What to produce - Count the lines below that contain the string "gray", treating case as significant, and reply with the number alone.

─── Entries supplied

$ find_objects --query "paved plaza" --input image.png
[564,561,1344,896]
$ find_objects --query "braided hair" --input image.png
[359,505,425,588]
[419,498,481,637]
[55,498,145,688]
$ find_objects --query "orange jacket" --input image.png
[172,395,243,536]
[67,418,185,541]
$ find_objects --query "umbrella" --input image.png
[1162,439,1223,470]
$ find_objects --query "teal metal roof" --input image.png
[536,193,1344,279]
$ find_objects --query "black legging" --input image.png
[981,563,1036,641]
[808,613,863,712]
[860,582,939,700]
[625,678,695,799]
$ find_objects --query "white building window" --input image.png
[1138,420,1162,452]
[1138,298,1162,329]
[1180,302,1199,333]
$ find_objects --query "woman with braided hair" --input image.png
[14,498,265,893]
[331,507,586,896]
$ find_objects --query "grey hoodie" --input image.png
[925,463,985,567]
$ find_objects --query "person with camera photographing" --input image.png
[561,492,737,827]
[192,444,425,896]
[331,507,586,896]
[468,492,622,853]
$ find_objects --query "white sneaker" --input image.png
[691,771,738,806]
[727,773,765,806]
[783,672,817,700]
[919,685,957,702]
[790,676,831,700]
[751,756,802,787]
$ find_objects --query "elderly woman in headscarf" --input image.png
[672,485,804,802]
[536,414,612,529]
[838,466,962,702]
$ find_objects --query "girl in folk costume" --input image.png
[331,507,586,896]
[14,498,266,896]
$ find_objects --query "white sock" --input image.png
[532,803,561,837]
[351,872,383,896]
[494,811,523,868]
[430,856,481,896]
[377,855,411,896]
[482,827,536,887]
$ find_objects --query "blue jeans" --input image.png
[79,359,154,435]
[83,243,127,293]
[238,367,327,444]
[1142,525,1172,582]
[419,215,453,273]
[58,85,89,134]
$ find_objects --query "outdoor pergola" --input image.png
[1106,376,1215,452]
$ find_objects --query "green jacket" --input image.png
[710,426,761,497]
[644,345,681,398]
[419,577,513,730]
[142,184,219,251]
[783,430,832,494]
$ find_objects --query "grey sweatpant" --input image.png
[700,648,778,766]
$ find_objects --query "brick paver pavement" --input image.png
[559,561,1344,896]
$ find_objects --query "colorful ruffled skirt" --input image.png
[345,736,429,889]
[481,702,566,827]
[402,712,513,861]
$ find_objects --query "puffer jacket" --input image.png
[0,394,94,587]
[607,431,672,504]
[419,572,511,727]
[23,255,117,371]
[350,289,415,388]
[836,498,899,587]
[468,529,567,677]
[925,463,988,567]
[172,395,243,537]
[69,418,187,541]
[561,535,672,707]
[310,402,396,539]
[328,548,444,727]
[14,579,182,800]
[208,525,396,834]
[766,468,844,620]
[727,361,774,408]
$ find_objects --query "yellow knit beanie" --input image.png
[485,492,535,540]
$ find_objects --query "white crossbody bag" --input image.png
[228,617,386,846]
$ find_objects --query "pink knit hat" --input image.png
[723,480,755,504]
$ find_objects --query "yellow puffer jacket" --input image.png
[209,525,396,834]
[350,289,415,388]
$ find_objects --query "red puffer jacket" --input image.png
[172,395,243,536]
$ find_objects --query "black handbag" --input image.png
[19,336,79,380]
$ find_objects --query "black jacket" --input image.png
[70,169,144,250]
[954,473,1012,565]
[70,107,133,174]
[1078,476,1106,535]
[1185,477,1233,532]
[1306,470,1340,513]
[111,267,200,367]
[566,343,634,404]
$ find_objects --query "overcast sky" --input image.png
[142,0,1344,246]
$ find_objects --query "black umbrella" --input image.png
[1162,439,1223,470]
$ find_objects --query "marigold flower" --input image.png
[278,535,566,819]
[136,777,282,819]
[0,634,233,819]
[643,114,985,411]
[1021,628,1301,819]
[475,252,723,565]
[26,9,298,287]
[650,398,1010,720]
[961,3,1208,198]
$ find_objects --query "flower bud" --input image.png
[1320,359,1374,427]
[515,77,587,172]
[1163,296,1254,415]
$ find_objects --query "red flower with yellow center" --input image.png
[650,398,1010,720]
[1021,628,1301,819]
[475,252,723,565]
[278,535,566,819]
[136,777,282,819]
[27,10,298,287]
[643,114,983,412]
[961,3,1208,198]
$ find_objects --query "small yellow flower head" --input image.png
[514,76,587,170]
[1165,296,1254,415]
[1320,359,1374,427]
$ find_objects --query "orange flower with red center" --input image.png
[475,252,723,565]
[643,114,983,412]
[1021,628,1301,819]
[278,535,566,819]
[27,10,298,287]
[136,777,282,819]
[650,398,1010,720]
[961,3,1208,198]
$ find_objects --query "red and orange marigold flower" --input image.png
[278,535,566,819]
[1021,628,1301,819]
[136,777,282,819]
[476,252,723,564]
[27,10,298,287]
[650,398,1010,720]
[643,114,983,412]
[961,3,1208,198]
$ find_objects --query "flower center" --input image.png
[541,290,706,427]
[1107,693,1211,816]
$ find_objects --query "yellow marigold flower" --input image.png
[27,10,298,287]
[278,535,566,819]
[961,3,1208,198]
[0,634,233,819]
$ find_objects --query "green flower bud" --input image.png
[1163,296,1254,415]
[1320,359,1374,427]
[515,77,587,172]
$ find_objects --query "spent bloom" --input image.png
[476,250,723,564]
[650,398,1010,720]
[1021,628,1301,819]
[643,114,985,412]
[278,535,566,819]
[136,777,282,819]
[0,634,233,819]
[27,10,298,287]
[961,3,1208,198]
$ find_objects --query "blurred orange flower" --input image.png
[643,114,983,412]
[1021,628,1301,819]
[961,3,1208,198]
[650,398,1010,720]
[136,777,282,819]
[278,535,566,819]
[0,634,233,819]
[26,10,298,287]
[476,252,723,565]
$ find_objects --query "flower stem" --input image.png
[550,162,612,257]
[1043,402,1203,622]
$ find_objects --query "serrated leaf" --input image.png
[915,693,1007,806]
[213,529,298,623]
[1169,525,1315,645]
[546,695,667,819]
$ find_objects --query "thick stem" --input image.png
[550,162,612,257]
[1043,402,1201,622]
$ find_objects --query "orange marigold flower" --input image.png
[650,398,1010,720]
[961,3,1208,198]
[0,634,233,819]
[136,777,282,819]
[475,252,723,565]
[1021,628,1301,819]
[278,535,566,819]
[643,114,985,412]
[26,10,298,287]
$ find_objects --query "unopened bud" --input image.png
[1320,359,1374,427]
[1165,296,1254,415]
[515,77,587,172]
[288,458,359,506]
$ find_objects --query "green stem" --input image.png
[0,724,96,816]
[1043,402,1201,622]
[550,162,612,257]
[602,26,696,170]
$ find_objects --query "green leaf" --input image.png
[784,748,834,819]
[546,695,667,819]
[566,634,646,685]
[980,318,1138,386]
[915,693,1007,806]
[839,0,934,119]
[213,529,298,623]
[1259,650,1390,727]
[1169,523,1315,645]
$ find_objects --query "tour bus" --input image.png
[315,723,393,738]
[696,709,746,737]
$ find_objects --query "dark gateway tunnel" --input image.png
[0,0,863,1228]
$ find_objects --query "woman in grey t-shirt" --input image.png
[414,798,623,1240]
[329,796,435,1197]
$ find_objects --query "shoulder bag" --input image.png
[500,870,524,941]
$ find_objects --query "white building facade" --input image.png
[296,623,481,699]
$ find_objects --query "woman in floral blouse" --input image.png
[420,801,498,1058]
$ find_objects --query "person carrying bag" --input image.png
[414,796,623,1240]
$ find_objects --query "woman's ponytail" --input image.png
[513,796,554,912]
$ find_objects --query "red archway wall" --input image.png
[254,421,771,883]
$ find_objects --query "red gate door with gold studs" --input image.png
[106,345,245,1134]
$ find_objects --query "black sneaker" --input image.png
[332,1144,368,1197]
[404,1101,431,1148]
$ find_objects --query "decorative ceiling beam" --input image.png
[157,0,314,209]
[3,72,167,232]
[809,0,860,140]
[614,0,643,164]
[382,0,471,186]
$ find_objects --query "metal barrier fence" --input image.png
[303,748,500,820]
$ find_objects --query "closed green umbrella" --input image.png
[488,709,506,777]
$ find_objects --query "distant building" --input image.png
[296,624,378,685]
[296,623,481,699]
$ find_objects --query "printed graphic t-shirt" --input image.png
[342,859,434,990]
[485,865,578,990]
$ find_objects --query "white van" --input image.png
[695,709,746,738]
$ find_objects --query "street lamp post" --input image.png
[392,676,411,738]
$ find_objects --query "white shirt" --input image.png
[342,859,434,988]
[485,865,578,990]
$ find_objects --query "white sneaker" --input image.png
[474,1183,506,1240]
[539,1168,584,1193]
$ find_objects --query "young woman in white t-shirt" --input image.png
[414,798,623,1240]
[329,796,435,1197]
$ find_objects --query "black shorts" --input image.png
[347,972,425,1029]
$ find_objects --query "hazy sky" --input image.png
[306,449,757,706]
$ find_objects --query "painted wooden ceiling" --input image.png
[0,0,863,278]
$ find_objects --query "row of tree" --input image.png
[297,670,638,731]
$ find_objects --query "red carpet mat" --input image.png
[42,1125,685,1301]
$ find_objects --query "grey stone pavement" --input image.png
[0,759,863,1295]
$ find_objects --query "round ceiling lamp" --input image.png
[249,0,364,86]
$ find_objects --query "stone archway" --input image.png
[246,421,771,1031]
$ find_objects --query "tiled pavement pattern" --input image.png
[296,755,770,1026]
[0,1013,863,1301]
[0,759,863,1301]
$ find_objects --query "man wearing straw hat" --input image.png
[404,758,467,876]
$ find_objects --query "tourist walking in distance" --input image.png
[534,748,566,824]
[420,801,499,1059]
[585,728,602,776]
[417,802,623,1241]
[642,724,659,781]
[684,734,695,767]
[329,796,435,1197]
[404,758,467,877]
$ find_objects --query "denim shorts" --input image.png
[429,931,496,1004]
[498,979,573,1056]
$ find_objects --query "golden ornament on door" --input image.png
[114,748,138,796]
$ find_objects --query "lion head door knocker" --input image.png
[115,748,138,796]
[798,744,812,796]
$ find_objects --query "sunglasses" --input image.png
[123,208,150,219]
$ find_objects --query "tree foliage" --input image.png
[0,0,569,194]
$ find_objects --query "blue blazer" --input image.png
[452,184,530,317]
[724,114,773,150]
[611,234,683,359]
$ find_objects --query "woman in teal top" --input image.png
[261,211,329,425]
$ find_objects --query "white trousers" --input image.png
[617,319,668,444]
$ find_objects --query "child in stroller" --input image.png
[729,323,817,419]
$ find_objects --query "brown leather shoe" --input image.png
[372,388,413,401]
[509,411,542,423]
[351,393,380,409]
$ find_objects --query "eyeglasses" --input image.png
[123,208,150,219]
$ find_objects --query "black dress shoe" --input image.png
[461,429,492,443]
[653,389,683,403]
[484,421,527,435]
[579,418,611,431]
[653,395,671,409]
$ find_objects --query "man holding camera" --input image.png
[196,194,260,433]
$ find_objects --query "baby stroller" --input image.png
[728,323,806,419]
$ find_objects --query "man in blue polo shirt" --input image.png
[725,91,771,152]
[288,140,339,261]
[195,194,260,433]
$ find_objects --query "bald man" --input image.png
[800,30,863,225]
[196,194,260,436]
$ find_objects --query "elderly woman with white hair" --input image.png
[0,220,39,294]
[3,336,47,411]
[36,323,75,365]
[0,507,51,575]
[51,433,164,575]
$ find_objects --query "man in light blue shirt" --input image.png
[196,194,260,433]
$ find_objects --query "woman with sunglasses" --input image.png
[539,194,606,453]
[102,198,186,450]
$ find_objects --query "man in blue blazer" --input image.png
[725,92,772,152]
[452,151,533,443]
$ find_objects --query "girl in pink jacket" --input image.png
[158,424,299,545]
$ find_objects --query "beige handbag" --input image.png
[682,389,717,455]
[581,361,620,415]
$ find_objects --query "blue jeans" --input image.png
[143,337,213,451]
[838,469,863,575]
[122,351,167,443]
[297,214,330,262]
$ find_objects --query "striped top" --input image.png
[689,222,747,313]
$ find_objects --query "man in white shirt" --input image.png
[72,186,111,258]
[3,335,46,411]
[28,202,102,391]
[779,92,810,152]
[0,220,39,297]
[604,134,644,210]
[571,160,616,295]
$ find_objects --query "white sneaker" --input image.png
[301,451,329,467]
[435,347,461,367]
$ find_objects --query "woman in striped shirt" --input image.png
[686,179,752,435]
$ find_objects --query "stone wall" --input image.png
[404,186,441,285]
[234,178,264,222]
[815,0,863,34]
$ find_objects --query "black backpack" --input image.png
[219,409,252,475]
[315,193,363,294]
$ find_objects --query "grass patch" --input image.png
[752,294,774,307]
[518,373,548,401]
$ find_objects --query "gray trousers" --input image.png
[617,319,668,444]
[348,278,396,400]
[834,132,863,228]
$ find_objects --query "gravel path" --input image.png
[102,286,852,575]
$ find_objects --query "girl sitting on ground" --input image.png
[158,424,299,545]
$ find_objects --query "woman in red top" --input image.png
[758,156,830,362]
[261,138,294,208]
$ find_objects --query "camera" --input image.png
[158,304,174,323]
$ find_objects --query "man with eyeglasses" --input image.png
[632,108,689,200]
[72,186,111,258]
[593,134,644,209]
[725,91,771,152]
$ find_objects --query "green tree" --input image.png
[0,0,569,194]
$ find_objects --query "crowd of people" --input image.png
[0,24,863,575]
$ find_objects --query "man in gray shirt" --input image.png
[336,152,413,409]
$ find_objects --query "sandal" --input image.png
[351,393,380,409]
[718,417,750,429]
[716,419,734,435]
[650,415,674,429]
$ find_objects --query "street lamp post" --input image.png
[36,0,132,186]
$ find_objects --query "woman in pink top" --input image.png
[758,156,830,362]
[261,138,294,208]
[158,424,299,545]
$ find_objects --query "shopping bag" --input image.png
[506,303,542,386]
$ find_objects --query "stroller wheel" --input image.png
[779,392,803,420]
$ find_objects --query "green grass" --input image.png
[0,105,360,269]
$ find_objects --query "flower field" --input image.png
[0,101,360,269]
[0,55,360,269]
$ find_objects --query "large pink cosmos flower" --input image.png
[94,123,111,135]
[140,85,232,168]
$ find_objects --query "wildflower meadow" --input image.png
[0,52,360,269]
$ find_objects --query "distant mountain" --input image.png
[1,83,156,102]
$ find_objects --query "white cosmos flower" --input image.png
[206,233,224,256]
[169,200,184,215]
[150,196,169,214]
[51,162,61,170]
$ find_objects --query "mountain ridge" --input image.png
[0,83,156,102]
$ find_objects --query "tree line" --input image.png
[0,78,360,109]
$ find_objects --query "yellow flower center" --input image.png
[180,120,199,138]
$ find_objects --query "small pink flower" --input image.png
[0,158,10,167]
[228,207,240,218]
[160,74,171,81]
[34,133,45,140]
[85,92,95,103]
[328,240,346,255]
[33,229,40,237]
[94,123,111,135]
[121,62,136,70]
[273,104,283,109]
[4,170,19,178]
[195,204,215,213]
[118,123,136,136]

──────

Response to this task - 2